__Excerpt to read__
□ □ □ □ □

Navigating Benefits

Dental Injury at the Office? Here’s How to Address It

  • A number of dental injuries can occur at the workplace, no matter the industry

  • It's important to encourage colleagues to get treated right away

  • Have an action plan in place that includes a list of in-network dentists who can be contacted

Posted by September 7, 2018

A dental injury at the office can happen at any time, but it’s no reason to panic! If one of your colleagues suffers an oral issue at the workplace, it’s important to put their needs first and make it clear that they should get treatment as soon as possible. Then, make sure you follow all the legal steps you might need to take.

Here’s what can happen—and how you can be the best help to your fellow employees—if there’s a dental injury at the office.

Tooth Problems Can Happen at Work

Even if you’re not in an industry that you might typically associate with tooth injuries, such as construction, tooth problems can still crop up during work hours. A severe toothache can start unexpectedly, a filling can come loose, braces can break or you could trip and chip a tooth. You might even just bite down on something wrong and crack a tooth while you’re at work.

Sometimes, tooth problems are a result of pre-existing conditions that have been growing under the surface for quite some time, but make an unexpected appearance during work hours. Other times, an accident might occur that actually falls under a workers’ compensation claim.

Getting Treatment Right Away

Some tooth problems will need immediate attention, so your organization should make it clear that it’s OK for staff to take care of an emergency situation during work hours. Letting team members know that their health comes first is a great way to enhance morale (and loyalty).

Most tooth injuries will be covered by a dental insurance plan, so it’s more a question of where staff should go for help—and how long it takes to get there. If an employee is on a dental PPO, a fee-for-service plan or a dental discount plan, then they can go to any in-network dentist for help. If an employee’s preferred dentist isn’t available, then they may need to go somewhere else for an initial checkup. A DHMO is more restrictive about who individuals can see but may have exceptions for emergency situations.

It’s a good idea to make a list of in-network dentists who are available for emergencies, just in case the list is ever needed. If a dentist isn’t available right away, your colleague may need to visit an urgent care center or an ER to help manage their symptoms until a dental professional becomes available.

Communicating With Staff

Your company should have an action plan in place for handling emergency medical and dental situations. This plan should include getting staff treatment right away and notifying management about what happened.

The plan should also list where the first aid kit is located and what’s in it. Include the list of available in-network dentists as well as contact information for nearby urgent care centers. You should give copies of this plan to all employees. You’ll want to talk to the HR manager, as well as your company’s health care agent and attorney, to make sure you have all the best steps included in the action plan.

Considering Workers’ Compensation

Remember, there are some situations where a dental injury might actually fall under a workers’ compensation claim, such as falls, slips, trips or car accidents at work. In these situations, getting treatment right away is still the top priority. It’s important to consult with your organization’s attorney about how the action plan should approach workers’ comp situations, and whether you should include a list of workers’ comp dentists in your plan.

After any on-the-job dental injury, you’ll want to let the attorney know what happened. If it’s a workers’ comp situation, your company may need to provide a claim form to the employee and report the injury to the insurance company. Keep records of everything, including video of the accident (if available) and statements from employees who witnessed the accident, in case you need them.

A dental injury is not the time to panic—it’s the time to get to work helping employees find relief. If you have an action plan in place, then you’ll know just what to do! Remember: the top priority is staff member’s health.

□ □ □ □ □

__Excerpted data__

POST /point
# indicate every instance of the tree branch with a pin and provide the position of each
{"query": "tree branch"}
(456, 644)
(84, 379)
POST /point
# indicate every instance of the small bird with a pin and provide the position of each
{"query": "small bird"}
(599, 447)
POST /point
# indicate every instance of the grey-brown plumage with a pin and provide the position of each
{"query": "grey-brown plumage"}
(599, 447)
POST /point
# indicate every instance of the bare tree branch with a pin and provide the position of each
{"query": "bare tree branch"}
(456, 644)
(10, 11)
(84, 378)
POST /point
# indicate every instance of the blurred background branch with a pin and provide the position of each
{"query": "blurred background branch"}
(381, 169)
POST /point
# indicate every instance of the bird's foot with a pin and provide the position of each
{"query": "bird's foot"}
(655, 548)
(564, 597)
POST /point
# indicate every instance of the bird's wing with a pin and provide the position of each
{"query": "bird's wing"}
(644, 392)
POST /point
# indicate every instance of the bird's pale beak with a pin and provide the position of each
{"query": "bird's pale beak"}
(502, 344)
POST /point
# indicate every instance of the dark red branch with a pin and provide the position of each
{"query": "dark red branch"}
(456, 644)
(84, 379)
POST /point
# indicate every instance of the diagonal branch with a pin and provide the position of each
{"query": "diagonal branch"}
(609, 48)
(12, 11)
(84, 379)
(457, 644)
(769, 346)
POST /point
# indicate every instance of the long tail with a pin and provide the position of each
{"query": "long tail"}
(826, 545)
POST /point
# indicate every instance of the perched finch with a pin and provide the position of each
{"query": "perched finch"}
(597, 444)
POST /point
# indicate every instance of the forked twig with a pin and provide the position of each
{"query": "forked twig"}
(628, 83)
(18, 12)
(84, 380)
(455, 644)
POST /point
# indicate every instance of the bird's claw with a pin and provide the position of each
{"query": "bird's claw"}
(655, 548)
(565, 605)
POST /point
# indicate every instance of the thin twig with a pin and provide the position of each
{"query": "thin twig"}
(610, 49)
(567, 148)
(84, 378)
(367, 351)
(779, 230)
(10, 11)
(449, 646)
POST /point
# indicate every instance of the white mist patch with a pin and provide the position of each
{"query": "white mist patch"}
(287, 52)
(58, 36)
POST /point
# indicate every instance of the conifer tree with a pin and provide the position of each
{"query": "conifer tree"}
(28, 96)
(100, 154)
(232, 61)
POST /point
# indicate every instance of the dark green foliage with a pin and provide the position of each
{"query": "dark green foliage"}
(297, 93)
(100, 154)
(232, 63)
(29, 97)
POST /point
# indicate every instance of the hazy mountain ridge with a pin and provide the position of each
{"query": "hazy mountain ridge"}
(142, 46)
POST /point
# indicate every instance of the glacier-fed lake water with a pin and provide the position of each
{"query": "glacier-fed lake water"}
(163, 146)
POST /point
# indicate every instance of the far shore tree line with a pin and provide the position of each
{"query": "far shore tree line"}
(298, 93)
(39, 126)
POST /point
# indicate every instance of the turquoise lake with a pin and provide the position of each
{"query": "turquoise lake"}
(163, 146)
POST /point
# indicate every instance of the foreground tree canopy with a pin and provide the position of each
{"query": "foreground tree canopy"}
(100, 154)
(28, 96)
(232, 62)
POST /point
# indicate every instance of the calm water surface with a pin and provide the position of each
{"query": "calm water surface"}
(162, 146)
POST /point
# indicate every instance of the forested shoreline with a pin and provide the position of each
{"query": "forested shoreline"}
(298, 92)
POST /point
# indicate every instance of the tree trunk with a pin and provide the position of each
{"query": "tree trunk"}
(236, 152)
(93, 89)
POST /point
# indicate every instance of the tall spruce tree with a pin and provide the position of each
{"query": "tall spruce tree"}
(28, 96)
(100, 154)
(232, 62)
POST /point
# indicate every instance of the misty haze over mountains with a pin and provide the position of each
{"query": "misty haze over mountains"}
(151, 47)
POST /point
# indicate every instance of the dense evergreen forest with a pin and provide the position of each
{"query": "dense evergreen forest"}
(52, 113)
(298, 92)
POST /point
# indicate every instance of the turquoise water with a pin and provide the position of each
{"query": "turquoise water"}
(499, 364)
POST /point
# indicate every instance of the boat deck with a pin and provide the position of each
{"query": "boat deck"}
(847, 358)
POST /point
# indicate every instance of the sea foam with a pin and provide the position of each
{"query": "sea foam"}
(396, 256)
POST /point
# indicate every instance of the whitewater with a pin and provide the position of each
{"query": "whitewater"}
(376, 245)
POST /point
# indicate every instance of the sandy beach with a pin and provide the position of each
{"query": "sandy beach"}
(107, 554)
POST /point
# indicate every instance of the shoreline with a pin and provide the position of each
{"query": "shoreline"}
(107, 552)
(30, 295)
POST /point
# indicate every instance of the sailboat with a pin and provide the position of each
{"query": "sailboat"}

□ □ □ □ □

From the text on dental injuries at the office, extract the part that opens with the words containing "It’s a good" and closes with "professional becomes available.", copying it word for word.

__Result of the task__
It’s a good idea to make a list of in-network dentists who are available for emergencies, just in case the list is ever needed. If a dentist isn’t available right away, your colleague may need to visit an urgent care center or an ER to help manage their symptoms until a dental professional becomes available.